As Stephen Covey puts it in his book The Speed of Trust, the seminal reference on trust: “Trust always affects two outcomes. Speed and Cost.” Essentially, when trust gets depleted, or is broken then fluidity, efficiency, and progress suffers and expenses shoot upward. Conversely, when trust is high, productivity increases and costs fall.

Trust wins clients

In The Trusted Advisor, David Maister et al. assert that trustworthiness is a fundamental component in winning new business and retaining clients. The equation used is: Trustworthiness = (Credibility x Reliability x Intimacy)/Self-Orientation. Hence, service providers should focus on the elements needed to build trust, such as listening, investing in the relationship, and being available and responsive when needed. The less ego comes into play, the quicker trust is gained.

Lawyers and trust: Survey findings

Now to our survey. We will share with you our findings on how trust works in the lawyer-business paradigm. We asked a population of more than 100 in-house lawyers, lawyers working in law firms, and business people this question: “When working with lawyers, what are the key elements that can boost or reduce trust?”
____________________
**EXERCISE OBJECTIVE**
Reproduce the text on trust, word for word and in full. The rows that follow have no connection to the text on trust.
____________________
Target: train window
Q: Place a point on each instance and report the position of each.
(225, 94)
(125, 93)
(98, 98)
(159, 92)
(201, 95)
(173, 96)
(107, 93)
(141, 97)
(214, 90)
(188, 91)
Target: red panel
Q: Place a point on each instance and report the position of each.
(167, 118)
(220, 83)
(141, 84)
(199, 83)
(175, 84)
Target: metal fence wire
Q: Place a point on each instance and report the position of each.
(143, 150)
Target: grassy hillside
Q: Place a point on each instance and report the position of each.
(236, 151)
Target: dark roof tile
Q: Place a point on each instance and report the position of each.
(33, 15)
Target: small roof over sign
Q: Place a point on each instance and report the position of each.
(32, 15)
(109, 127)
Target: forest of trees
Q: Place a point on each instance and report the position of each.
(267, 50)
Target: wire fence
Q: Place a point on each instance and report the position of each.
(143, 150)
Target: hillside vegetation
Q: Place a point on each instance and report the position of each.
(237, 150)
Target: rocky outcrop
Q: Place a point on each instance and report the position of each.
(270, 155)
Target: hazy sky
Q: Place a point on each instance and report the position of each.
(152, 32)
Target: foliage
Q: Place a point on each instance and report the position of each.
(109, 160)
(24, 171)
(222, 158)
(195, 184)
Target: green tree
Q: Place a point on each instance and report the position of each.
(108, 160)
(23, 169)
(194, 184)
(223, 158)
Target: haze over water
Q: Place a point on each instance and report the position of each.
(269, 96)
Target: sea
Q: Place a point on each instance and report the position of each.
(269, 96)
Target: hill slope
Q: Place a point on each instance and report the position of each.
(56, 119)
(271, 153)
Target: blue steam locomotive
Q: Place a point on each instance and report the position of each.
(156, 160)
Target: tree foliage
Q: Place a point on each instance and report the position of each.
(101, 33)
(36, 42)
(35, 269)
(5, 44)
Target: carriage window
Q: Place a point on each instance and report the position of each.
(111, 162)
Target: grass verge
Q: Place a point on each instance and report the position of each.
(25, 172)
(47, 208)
____________________
**ANSWER SECTION**
As Stephen Covey puts it in his book The Speed of Trust, the seminal reference on trust: “Trust always affects two outcomes. Speed and Cost.” Essentially, when trust gets depleted, or is broken then fluidity, efficiency, and progress suffers and expenses shoot upward. Conversely, when trust is high, productivity increases and costs fall.

Trust wins clients

In The Trusted Advisor, David Maister et al. assert that trustworthiness is a fundamental component in winning new business and retaining clients. The equation used is: Trustworthiness = (Credibility x Reliability x Intimacy)/Self-Orientation. Hence, service providers should focus on the elements needed to build trust, such as listening, investing in the relationship, and being available and responsive when needed. The less ego comes into play, the quicker trust is gained.

Lawyers and trust: Survey findings

Now to our survey. We will share with you our findings on how trust works in the lawyer-business paradigm. We asked a population of more than 100 in-house lawyers, lawyers working in law firms, and business people this question: “When working with lawyers, what are the key elements that can boost or reduce trust?”